═════ VORGEGEBENER TEXT

In der Freigärtnerei gibt es heute vier Traditionsstränge auf dem Globus. Alle vier Stränge sind miteinander verbunden und haben die gleichen Ziele, aber deren Geschichte und deren Zeremonien unterscheiden sich:
1. Traditionsstrang:
Das bekannteste Zeugnis der modernen Freigärtnerei ist das Protokoll vom 16. August 1676 der Mutterloge der Freigärtner in Haddington. Während des 18. Jahrhunderts wurden ungefähr zwanzig weitere Freigärtnerlogen in Schottland installiert. Am 06. November 1849 wurde in Penicuik ein Treffen organisiert mit dem Ziel, eine Großloge zu gründen. 15 Logen schlossen sich dieser Großloge nicht an und blieben unabhängig. Sie ist in drei Graden organisiert und seit Gründung der Großloge sind nur noch Männer zugelassen.
Im 20. Jahrhundert erfährt die organisierte Freigärtnerei einen Rückgang auf den britischen Inseln, wobei die Organisationsform ausstirbt. Das geschieht über das ganze 20. Jahrhundert hinweg. Am 22. Februar 1953 stellt nach fast 300 Jahren die Mutterloge in Haddington ihre Arbeit ein. 1956 wird der Stammsitz der schottischen Großloge der Freigärtner nach Kapstadt verlegt.
Zwischen den Jahren 2000 bis 2002 suchen Freigärtner aus Südafrika und Australien in Schottland nach ihren Ursprüngen, denn in ihren Ländern existiert die Freigärtnerei unbehelligt weiter. Auf den Reisen finden sie keine aktiven Freigärtnerlogen mehr, aber sie treffen auf viele Freigärtner, die z.B. in Heimatvereinen ein neues Zuhause gefunden haben.

══════════
═════ DATENSÄTZE

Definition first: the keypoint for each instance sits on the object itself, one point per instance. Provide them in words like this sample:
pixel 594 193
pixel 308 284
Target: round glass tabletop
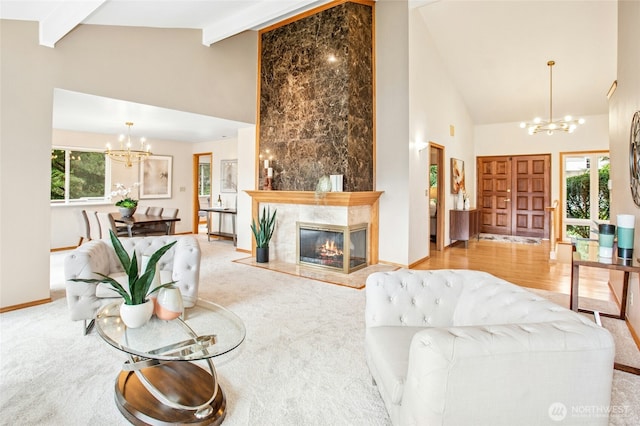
pixel 206 330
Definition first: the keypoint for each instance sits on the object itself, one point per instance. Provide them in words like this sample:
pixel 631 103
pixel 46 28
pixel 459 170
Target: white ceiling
pixel 495 52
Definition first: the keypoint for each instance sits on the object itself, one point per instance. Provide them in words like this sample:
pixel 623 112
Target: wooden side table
pixel 591 259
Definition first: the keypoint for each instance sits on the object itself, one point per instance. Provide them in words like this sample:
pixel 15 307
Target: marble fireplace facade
pixel 316 90
pixel 337 208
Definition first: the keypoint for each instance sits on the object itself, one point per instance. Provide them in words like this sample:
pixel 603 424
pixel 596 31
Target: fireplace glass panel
pixel 336 247
pixel 322 248
pixel 358 248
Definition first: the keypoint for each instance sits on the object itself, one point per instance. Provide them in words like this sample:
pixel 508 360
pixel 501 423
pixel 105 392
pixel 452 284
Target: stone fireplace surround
pixel 335 208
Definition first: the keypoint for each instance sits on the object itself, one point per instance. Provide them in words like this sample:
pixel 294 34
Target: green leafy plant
pixel 127 203
pixel 138 284
pixel 263 231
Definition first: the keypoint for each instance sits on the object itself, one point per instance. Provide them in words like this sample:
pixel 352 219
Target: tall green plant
pixel 138 284
pixel 263 231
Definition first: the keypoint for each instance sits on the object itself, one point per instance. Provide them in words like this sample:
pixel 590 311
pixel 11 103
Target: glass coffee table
pixel 161 383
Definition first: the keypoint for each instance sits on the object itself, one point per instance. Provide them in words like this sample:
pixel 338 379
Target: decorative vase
pixel 135 316
pixel 127 211
pixel 169 303
pixel 262 254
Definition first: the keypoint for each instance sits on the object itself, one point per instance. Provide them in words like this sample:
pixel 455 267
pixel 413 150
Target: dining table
pixel 140 224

══════════

**AUFGABE:** Übertrage den Satz „Am 22. Februar 1953 stellt nach fast 300 Jahren die Mutterloge in Haddington ihre Arbeit ein.“ aus dem Text über die Freigärtnerei ins Englische.

**LÖSUNG:** On February 22, 1953, after almost 300 years, the mother lodge in Haddington ceases its work.